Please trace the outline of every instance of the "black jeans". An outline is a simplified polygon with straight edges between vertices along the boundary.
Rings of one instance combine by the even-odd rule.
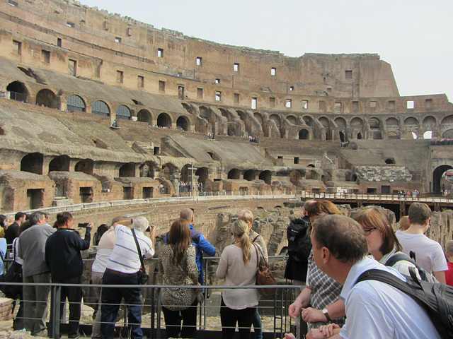
[[[189,308],[183,311],[171,311],[162,306],[166,338],[197,338],[197,304],[195,298]],[[180,316],[183,316],[182,331]]]
[[[82,277],[72,278],[62,281],[52,282],[63,284],[81,284]],[[74,338],[79,335],[79,322],[80,321],[81,303],[82,301],[82,287],[62,286],[60,298],[60,319],[63,319],[64,302],[68,298],[69,304],[69,326],[68,327],[68,337]]]
[[[222,322],[222,339],[231,339],[236,331],[236,323],[239,327],[239,338],[250,339],[250,328],[256,312],[256,307],[243,309],[232,309],[227,307],[222,298],[220,321]]]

=====

WRITTEN TASK:
Rewrite the data above with "black jeans" switched to "dark trousers" and every other line left as it is. Leave the picture out.

OUTPUT FOR THIS EXERCISE:
Please trace the outline of every instance of the "dark trousers". An outline is a simplified polygon with straight edges between vertices along the boundary.
Rings of one instance combine by the even-odd rule.
[[[189,308],[183,311],[171,311],[162,306],[166,338],[197,338],[197,304],[195,298]],[[180,316],[183,316],[182,331]]]
[[[82,277],[72,278],[62,281],[52,282],[63,284],[81,284]],[[74,338],[79,335],[79,322],[80,321],[81,303],[82,301],[82,287],[62,286],[60,298],[60,319],[63,319],[64,302],[68,298],[69,304],[69,326],[68,327],[68,337]]]
[[[222,322],[222,339],[231,339],[236,331],[236,323],[239,327],[239,338],[250,339],[250,328],[256,312],[256,307],[243,309],[232,309],[227,307],[222,298],[220,321]]]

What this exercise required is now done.